(Tasks)
a) Update the Daemon album article by giving everything from "Mayhem chronology" down to "8 November 2019." again, with "digital formats" changed to "streaming formats".
b) List every place where the Daemon album was recorded, as the album article gives them, with each one's city and country.
c) Answer these questions from the Daemon album article:
(i) Which label released the album?
(ii) After which tour did the band go into the studio?
(iii) Until what date was the physical release delayed?

Studio album by Mayhem
- Released: 25 October 2019
- Recorded: NBS, Stockholm, Sweden; Lupercal, Oslo, Norway; Chamber, Hillegom, Netherlands; SBM, Oslo, Norway;
- Genre: Black metal
- Length: 49:24
- Label: Century Media
- Producer: Tore Stjerna; Teloch;

Mayhem chronology
| Esoteric Warfare (2014) | Daemon (2019) | Atavistic Black Disorder/Kommando (2021) |

= Daemon (album) =

Daemon is the sixth studio album by Norwegian black metal band Mayhem. Their major label debut, it was released by Century Media Records on 25 October 2019 in digital formats while a manufacturing problem delayed the physical release until 8 November 2019.

==Background and promotion==
The band went into the studio not long after the De Mysteriis Dom Sathanas Alive anniversary tour in which the band played the iconic debut album in its entirety for various dates around the world. Many critics suggested the tour was highly influential to the sound of Daemon with many comparing it to that album. The album was also released on the back of the Lords of Chaos semi-biopic movie, giving the band a boost in popularity and interest.

During promotional interviews for the album, Necrobutcher claimed he was "On [his] way to kill Euronymous but Varg beat [him] to it", and also claimed that the Norwegian Police were aware of Vikernes' plot to kill Euronymous, stating: "But little did I know that the Norwegian police already knew that Count Grishnackh [Varg] was going down also to kill him. Because they bugged his phone, and he actually talked about this killing before he went to Bergen so the cops already knew that he was coming, so they probably were thinking to themselves, ‘We didn’t nail this guy for the church burnings, so let’s nail him for murder, and get rid of this f–king guy in Oslo the same time.’ So that’s basically what happened."

(Recorded information)
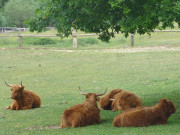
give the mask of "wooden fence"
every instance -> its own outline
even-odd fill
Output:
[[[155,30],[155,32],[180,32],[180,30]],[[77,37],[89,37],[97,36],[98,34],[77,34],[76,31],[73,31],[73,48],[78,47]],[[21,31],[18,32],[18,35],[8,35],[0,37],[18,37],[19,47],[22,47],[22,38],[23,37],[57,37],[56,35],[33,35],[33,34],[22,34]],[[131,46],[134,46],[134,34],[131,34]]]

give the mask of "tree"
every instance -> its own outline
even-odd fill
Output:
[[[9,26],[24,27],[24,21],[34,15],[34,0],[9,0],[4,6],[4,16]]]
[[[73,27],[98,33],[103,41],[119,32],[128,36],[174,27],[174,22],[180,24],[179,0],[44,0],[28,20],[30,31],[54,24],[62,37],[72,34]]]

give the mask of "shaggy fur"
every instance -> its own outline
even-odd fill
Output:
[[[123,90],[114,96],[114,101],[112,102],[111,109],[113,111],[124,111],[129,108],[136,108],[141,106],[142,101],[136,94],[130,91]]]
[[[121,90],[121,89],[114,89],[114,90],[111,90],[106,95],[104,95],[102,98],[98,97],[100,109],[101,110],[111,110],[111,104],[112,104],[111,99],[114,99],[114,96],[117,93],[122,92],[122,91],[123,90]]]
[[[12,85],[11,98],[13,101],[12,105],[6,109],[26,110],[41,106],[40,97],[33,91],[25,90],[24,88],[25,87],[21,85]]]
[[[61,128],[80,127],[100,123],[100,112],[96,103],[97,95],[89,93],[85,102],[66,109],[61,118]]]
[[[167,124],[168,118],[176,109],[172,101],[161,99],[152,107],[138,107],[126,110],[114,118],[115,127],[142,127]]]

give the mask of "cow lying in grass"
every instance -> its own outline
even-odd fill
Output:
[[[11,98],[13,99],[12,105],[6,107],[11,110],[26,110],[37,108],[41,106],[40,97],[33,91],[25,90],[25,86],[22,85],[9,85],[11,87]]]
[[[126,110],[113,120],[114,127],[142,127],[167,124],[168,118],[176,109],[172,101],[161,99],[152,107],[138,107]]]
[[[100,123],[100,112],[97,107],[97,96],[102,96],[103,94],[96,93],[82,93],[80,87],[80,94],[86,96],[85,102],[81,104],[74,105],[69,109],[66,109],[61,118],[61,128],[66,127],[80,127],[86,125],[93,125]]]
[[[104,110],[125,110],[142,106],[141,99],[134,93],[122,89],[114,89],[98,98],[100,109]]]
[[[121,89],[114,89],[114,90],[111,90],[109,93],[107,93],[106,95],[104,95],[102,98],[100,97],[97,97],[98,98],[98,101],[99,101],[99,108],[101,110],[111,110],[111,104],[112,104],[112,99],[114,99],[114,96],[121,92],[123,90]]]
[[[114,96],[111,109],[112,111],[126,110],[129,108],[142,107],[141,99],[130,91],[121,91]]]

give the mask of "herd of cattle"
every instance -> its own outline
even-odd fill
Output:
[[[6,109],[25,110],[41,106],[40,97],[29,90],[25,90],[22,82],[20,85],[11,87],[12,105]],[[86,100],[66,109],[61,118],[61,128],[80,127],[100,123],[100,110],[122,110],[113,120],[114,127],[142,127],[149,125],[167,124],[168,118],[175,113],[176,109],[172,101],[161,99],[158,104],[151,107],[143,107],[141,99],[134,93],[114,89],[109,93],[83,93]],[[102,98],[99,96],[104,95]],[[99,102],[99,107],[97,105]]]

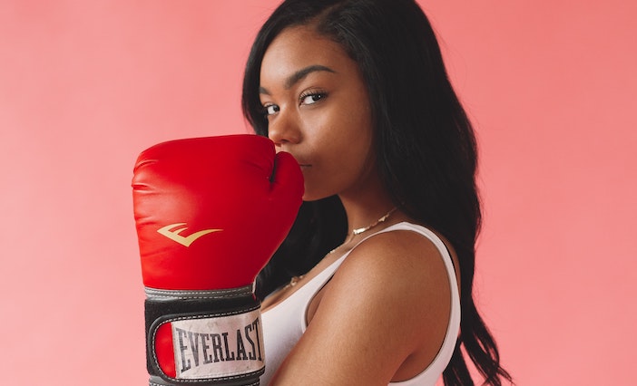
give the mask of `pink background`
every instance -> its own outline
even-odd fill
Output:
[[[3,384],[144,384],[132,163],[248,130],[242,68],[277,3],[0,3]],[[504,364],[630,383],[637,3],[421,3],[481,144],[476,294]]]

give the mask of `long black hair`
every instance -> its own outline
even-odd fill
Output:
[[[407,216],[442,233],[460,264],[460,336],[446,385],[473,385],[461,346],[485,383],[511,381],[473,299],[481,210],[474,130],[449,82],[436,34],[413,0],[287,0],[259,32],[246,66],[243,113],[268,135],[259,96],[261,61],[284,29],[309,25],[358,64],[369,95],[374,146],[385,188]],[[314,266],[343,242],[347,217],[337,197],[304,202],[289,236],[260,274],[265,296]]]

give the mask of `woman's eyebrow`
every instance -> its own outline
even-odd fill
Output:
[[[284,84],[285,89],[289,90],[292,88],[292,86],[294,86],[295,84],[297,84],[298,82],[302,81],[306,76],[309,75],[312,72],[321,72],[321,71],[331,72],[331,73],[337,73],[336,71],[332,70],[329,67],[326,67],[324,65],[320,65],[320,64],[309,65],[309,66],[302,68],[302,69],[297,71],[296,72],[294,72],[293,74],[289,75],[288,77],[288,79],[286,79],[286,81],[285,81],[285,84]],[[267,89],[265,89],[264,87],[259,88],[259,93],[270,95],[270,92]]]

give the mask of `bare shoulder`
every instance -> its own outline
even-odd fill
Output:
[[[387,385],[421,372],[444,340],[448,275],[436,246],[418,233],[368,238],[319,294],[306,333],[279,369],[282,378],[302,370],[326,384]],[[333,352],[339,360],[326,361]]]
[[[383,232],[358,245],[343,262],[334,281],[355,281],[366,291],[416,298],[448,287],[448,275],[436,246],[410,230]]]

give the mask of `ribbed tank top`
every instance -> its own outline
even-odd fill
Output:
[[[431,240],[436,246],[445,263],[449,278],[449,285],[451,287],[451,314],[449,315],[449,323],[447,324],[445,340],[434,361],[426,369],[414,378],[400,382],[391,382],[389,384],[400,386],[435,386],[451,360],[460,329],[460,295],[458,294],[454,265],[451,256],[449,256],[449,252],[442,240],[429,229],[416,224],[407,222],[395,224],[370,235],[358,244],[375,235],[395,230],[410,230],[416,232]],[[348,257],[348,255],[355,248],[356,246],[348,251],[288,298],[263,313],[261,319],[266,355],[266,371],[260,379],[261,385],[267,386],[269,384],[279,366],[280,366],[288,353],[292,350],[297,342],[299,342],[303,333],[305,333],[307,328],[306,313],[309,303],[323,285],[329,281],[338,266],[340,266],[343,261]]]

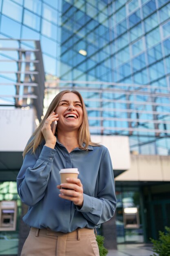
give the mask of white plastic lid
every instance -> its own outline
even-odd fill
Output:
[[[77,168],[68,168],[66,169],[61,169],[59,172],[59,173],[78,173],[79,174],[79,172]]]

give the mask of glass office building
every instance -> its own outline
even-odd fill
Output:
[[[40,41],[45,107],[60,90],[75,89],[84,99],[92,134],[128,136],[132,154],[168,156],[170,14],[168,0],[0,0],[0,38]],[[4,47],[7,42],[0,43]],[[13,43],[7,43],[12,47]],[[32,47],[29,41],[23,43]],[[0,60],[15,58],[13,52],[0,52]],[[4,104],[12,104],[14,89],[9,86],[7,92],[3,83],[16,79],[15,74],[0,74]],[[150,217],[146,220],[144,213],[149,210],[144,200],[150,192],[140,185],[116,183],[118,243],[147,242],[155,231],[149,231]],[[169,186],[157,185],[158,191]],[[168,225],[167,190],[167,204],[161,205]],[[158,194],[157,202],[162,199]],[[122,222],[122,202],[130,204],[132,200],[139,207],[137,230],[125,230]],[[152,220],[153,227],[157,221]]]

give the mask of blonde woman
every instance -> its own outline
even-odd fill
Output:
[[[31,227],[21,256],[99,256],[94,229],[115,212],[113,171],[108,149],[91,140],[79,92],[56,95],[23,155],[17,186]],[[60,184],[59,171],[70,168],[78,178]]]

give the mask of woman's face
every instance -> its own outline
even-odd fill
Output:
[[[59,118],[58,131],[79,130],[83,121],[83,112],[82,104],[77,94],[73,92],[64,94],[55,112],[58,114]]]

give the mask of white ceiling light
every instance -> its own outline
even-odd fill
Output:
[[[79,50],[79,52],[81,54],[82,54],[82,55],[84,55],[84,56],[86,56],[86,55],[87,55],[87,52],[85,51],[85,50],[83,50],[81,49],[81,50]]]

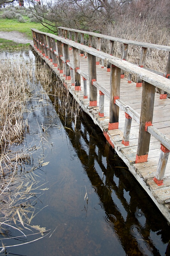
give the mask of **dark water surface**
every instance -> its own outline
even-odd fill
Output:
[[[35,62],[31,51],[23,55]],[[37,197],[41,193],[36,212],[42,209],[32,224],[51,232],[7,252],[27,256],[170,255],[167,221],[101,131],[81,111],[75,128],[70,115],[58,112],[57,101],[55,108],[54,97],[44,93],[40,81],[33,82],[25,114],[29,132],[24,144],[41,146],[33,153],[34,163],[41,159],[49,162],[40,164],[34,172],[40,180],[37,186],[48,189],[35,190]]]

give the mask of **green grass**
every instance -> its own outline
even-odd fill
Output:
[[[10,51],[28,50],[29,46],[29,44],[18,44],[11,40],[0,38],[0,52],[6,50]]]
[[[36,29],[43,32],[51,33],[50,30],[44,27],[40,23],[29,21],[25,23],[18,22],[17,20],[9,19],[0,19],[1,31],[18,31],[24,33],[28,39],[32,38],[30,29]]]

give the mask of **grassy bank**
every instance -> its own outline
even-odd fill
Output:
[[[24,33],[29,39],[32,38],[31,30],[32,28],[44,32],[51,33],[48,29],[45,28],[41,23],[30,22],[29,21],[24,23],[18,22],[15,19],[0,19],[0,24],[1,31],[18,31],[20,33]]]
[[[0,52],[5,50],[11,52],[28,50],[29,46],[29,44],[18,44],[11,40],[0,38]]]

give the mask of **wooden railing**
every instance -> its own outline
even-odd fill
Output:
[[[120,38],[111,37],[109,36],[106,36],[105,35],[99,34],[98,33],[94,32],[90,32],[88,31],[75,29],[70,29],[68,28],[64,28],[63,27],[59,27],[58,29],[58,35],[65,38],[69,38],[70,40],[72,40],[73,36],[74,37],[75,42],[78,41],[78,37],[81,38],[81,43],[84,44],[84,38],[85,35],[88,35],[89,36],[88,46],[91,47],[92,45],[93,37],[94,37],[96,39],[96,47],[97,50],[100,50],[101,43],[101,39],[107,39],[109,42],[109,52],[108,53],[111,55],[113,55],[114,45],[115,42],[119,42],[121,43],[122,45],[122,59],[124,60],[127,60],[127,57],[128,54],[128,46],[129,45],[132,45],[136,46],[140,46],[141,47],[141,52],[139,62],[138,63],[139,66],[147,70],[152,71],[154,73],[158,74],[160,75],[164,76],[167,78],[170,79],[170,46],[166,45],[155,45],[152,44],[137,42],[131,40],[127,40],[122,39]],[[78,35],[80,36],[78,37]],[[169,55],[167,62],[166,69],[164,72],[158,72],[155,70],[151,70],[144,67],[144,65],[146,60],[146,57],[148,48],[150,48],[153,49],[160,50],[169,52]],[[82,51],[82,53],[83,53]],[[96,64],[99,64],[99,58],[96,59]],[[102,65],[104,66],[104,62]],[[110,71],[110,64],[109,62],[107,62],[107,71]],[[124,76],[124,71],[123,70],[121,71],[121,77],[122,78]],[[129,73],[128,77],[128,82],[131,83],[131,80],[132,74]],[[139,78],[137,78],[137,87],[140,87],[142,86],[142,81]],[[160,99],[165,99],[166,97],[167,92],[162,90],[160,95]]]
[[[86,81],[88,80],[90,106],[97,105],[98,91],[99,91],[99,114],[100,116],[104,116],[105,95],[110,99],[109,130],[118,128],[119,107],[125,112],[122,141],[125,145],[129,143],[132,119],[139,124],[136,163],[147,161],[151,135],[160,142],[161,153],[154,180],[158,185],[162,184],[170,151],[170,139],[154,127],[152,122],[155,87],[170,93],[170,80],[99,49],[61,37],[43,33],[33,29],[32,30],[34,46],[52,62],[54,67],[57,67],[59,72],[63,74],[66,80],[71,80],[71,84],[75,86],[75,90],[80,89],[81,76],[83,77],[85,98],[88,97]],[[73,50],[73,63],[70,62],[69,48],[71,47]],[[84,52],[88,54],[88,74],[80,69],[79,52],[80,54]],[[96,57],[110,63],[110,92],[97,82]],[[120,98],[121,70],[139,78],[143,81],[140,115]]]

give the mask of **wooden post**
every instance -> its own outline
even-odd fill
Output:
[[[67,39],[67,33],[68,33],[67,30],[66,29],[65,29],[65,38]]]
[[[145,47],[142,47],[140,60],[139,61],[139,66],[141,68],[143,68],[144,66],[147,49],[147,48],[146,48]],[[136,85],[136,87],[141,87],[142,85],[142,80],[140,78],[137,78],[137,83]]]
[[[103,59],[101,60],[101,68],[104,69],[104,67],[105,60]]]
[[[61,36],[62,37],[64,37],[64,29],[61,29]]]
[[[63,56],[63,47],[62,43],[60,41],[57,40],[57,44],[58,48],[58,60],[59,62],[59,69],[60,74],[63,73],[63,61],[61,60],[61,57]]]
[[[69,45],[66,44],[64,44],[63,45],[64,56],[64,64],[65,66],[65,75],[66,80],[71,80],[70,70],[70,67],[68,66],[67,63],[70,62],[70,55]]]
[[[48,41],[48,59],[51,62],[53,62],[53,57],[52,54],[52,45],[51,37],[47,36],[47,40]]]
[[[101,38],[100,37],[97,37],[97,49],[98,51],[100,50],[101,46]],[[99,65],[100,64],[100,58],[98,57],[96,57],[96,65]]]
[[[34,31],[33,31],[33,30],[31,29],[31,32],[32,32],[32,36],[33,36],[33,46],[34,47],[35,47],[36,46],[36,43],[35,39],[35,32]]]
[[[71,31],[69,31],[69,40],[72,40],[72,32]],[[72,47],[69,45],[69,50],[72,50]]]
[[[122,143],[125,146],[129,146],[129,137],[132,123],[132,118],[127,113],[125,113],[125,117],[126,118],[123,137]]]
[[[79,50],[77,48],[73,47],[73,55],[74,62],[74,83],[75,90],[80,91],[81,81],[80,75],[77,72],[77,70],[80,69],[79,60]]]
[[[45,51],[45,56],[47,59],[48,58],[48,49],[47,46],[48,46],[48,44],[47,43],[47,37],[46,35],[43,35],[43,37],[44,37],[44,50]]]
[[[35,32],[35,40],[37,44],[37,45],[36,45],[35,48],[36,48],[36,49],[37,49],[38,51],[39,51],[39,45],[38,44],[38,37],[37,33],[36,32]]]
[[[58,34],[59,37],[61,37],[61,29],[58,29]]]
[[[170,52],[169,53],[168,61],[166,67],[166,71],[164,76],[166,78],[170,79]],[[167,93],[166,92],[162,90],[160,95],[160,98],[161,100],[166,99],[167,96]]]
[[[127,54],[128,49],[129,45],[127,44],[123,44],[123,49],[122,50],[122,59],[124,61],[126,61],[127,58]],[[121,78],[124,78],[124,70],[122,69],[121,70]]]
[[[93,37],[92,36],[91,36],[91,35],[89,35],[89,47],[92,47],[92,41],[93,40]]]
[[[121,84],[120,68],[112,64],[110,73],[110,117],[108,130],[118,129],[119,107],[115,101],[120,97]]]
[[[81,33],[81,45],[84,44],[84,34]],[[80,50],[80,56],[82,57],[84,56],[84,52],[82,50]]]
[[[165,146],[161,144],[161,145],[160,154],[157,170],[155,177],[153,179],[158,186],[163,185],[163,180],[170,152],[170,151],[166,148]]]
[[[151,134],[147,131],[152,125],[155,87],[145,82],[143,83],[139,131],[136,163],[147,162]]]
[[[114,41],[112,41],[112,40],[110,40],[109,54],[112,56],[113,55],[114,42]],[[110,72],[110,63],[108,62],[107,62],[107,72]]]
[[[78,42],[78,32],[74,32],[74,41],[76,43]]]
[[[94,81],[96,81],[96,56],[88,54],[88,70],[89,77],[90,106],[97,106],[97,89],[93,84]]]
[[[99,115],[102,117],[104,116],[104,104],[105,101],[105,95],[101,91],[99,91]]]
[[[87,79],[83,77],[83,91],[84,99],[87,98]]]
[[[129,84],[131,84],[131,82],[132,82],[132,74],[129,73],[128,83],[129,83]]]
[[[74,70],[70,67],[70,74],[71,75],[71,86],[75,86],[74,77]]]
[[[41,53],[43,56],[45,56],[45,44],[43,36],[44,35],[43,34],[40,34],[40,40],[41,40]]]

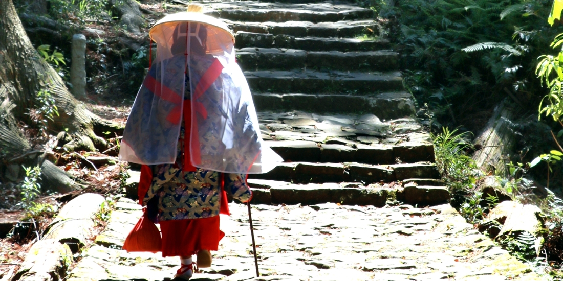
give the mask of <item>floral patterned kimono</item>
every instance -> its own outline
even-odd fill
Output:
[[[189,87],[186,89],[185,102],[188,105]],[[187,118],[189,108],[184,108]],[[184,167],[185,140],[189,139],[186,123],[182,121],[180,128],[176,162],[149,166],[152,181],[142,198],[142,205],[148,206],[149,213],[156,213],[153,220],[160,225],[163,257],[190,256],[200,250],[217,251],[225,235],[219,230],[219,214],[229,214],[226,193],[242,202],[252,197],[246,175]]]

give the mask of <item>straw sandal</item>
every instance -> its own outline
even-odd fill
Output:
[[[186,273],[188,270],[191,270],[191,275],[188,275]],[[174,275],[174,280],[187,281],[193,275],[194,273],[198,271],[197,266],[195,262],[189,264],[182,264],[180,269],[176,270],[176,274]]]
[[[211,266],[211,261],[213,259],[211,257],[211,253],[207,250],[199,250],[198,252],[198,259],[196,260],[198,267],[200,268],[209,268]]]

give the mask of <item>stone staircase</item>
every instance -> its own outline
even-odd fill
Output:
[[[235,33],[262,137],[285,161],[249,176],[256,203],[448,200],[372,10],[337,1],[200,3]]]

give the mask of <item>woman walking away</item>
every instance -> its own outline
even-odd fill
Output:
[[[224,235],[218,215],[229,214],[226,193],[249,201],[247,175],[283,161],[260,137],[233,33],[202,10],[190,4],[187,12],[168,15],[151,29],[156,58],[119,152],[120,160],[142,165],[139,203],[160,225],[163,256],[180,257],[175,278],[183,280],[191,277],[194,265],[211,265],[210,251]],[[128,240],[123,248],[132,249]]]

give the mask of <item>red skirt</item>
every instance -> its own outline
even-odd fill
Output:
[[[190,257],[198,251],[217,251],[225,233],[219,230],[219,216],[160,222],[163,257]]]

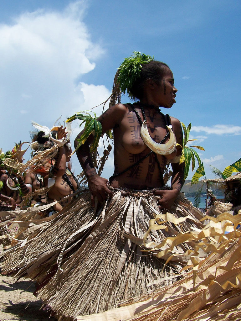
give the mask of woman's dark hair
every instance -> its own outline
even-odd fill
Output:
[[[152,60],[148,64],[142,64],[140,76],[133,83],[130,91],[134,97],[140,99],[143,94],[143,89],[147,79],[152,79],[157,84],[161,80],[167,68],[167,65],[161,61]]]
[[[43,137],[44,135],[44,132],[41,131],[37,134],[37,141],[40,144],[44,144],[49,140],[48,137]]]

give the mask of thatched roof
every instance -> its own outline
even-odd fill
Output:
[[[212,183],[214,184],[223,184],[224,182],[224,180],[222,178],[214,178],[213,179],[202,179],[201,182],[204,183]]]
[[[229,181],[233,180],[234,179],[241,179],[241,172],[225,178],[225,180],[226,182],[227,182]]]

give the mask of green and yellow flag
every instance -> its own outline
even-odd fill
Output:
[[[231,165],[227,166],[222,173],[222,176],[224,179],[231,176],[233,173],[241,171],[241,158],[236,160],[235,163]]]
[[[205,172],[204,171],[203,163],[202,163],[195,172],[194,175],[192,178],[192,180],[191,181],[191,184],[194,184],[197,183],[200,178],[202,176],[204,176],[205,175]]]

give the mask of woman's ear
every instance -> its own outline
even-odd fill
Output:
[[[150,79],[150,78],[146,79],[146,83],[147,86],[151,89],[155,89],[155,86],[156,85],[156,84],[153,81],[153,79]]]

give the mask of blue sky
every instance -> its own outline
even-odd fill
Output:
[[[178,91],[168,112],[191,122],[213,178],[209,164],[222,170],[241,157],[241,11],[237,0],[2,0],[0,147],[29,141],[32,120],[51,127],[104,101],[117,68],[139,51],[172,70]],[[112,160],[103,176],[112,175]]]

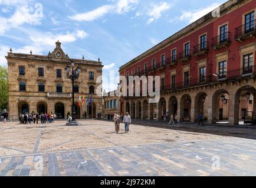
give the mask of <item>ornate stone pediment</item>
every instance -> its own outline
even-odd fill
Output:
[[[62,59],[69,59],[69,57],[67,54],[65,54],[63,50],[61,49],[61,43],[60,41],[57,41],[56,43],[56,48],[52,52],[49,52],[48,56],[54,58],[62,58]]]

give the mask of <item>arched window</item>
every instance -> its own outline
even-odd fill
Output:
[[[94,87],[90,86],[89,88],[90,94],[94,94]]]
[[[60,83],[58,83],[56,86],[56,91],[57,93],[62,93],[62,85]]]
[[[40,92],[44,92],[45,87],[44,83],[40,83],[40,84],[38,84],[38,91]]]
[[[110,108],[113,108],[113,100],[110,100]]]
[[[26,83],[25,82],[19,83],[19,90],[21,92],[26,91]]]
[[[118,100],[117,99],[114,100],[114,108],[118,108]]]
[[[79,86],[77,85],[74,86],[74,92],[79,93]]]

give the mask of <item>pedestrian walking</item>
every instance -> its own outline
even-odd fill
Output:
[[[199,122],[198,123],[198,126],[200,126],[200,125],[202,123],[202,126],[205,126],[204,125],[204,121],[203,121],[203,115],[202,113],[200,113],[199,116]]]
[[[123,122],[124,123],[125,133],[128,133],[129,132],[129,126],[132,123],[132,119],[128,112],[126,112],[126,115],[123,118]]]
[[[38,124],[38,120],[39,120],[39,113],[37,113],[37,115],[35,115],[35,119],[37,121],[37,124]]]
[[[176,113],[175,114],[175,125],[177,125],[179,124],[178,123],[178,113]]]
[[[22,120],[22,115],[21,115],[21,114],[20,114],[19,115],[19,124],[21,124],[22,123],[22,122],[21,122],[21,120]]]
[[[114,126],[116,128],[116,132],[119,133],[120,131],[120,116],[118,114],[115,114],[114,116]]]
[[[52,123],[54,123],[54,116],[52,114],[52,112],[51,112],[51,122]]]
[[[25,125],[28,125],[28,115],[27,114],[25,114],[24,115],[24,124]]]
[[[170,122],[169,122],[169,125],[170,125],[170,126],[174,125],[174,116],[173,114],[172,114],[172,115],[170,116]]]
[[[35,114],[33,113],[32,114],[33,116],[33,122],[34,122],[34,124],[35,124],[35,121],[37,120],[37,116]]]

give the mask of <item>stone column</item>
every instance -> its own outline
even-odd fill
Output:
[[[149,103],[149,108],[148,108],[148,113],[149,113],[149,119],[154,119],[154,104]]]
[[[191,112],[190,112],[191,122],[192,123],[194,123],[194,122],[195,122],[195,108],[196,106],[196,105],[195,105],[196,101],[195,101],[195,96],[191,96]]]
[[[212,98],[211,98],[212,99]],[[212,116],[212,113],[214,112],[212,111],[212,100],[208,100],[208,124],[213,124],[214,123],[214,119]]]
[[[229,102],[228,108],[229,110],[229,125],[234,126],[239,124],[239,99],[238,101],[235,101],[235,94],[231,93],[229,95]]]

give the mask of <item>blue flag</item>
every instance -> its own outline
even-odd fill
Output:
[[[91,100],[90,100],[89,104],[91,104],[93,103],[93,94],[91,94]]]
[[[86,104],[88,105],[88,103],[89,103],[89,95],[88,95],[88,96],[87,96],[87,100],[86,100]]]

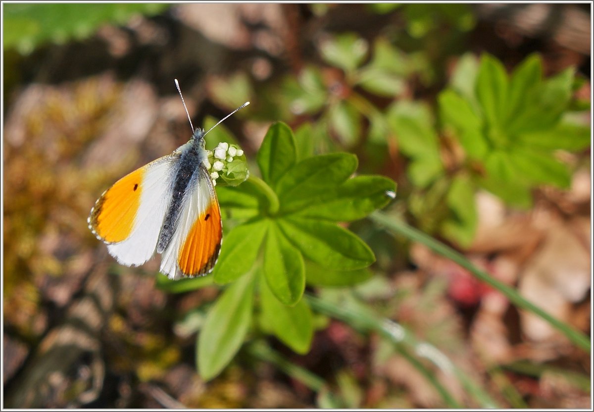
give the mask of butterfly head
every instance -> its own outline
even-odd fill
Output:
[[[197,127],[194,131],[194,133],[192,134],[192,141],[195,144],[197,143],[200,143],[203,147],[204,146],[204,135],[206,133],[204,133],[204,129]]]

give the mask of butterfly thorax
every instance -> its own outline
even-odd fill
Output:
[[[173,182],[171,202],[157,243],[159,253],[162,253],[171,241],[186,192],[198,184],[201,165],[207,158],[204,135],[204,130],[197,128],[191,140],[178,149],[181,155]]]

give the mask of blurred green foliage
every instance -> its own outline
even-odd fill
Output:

(Results by task)
a)
Mayhem chronology
| Esoteric Warfare (2014) | Daemon (2019) | Atavistic Black Disorder/Kommando (2021) |

= Daemon (album) =

Daemon is the sixth studio album by Norwegian black metal band Mayhem. Their major label debut, it was released by Century Media Records on 25 October 2019 in streaming formats while a manufacturing problem delayed the physical release until 8 November 2019.

b)
NBS: Stockholm, Sweden
Lupercal: Oslo, Norway
Chamber: Hillegom, Netherlands
SBM: Oslo, Norway

c)
(i) Century Media Records
(ii) The De Mysteriis Dom Sathanas Alive anniversary tour
(iii) 8 November 2019